A trip to Uganda sheds light on Spectrum’s worldwide mission to provide equitable care. With a shared commitment to improve the health of all populations in our global community, pathologist Emily Meserve, MD, MPH, and anesthesiologist Jonathan Meserve, MD, packed up their kids and headed to Mbarara Regional Referral Hospital.
As managing director of Spectrum pathology, Dr. Emily Meserve has long been an advocate for collaborative approaches to patient care. Dr. Jonathan Meserve’s training includes a specialty in pediatric anesthesiology.
As a government-funded public hospital, Mbarara Hospital does not have the resources it needs to care for its patients despite being the second largest teaching hospital in the country. Unreliable access to equipment, technology, medical specialists, sterilization capabilities, and medicine is jarring compared to our practices in the U.S.
“For us, the most important thing was not to arrive, perform surgery, and leave,” says Dr. Jonathan Meserve. “We focused our visit on understanding and adding what we could to the existing resources in our respective specialties and the training of their exceptional residents.”
Mbarara Hospital serves as the teaching hospital for the Mbarara University of Science and Technology, as well as for nursing students from Bishop Stuart University. It is staffed by medical students and residents, who serve a population of over four million people.
Patient Care Challenges
“Realistically, we would do about half of the scheduled surgical cases every day, and then we would run out of supplies, and everyone else would get canceled,” says Dr. Jonathan Meserve.
He also notes other obstacles this community faces. With a lack of proper sanitation and supplies, the maternal death rate is high, as is the operative complication rate for fairly routine cases. Patients in Uganda also need to supply their own medications, even to have surgery, and total cost is often prohibitive. For many, any care is too expensive.
Dr. Emily Meserve has a standout memory that also speaks to the unique challenges that healthcare providers in Uganda face. “A woman with a neck mass needed a biopsy. She was from Burundi and was visiting family in Uganda. There are over sixty-five languages spoken in Uganda, and Burundi has its own additional layers of language complexity.
“It took five people from the lab to connect the language dots between the patient and the resident performing the procedure,” she recalls. “I was anxious something would get miscommunicated in this game of telephone, but thanks to this true team approach, she got the care she needed.”

*Dataset*.
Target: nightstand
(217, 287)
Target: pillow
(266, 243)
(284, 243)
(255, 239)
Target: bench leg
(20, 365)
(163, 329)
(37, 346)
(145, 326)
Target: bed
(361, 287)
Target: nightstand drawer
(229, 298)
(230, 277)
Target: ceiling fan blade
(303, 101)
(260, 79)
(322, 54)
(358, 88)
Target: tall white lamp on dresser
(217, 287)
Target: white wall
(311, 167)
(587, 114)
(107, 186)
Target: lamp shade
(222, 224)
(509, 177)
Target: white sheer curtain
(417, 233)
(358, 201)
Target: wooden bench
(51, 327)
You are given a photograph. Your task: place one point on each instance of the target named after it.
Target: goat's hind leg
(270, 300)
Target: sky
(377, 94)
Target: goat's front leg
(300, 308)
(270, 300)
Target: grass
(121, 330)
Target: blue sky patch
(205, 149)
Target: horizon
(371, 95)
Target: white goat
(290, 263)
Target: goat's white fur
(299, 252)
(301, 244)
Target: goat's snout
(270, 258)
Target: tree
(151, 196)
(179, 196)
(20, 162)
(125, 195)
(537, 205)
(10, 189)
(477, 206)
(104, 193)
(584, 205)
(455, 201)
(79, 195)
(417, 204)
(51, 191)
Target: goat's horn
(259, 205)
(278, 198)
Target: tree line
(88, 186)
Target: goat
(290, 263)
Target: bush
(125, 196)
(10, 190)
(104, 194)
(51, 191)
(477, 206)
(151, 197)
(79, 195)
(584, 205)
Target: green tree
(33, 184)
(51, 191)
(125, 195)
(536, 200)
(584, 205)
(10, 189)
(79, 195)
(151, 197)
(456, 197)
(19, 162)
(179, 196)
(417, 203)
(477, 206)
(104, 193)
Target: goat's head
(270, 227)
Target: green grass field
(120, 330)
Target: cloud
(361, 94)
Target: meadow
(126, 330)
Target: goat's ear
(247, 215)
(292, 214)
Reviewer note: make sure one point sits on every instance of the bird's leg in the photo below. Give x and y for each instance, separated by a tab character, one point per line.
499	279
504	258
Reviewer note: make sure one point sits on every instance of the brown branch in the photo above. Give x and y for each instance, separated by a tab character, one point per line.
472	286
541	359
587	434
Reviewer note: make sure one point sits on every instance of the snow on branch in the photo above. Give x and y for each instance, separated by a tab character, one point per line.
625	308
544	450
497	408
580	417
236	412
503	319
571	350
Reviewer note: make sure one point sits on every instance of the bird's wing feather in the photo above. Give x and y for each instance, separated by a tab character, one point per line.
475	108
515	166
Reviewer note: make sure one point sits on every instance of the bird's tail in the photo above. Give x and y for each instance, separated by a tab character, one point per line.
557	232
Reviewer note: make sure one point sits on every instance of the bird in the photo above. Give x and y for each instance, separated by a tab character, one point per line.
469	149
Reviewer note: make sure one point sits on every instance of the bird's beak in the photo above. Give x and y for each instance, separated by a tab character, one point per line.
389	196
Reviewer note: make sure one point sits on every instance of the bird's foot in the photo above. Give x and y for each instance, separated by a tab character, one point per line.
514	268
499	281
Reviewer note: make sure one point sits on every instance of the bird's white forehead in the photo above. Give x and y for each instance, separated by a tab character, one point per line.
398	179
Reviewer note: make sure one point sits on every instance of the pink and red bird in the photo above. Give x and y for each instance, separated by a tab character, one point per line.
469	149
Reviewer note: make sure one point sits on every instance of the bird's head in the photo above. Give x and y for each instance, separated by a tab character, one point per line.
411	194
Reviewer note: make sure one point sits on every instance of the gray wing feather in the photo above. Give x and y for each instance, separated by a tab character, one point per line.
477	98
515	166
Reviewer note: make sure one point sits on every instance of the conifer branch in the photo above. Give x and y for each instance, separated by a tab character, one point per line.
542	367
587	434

*Questions*.
A) According to the text about the Uganda trip, whom does Mbarara Hospital serve as a teaching hospital for?
B) Retype the text about the Uganda trip from "Dr. Emily Meserve has a" to "of language complexity.".

*Exercise answers*.
A) Mbarara University of Science and Technology, as well as nursing students from Bishop Stuart University.

B)
Dr. Emily Meserve has a standout memory that also speaks to the unique challenges that healthcare providers in Uganda face. “A woman with a neck mass needed a biopsy. She was from Burundi and was visiting family in Uganda. There are over sixty-five languages spoken in Uganda, and Burundi has its own additional layers of language complexity.